Stated goal> Select every line in the rows below that contains the word "beige", matching case exactly, and copy each such line in full.

[Excerpts from point annotation data]
** Begin **

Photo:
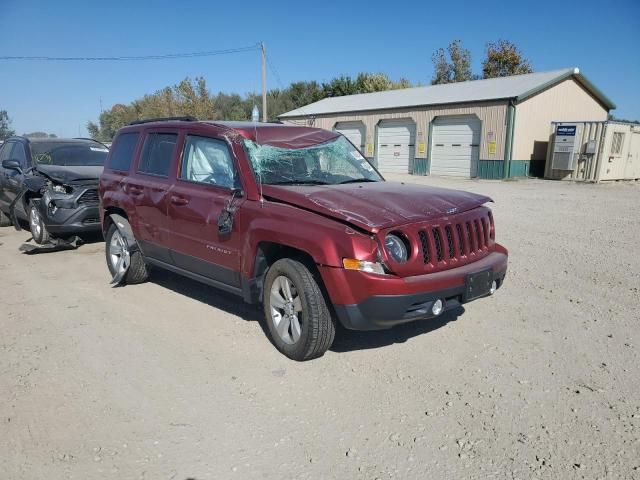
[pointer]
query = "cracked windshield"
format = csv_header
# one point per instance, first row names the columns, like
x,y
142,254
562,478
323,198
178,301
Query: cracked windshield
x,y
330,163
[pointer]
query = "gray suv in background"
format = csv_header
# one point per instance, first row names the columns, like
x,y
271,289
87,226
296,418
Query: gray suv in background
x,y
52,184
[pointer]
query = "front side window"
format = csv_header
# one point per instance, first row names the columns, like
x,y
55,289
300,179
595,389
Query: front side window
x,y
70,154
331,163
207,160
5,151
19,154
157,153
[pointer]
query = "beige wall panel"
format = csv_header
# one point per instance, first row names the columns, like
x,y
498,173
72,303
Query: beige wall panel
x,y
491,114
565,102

** End **
** Begin **

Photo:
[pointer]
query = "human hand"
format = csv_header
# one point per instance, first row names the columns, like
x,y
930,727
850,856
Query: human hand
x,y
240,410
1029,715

** End **
** Begin **

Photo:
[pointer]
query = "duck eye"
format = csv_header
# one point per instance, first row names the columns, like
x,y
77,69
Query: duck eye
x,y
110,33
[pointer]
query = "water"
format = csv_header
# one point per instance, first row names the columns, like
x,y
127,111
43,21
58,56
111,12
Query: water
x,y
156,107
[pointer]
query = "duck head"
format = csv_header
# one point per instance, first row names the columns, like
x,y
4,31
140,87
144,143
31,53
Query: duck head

** End **

The reply>
query = "beige wall panel"
Query: beige wall panel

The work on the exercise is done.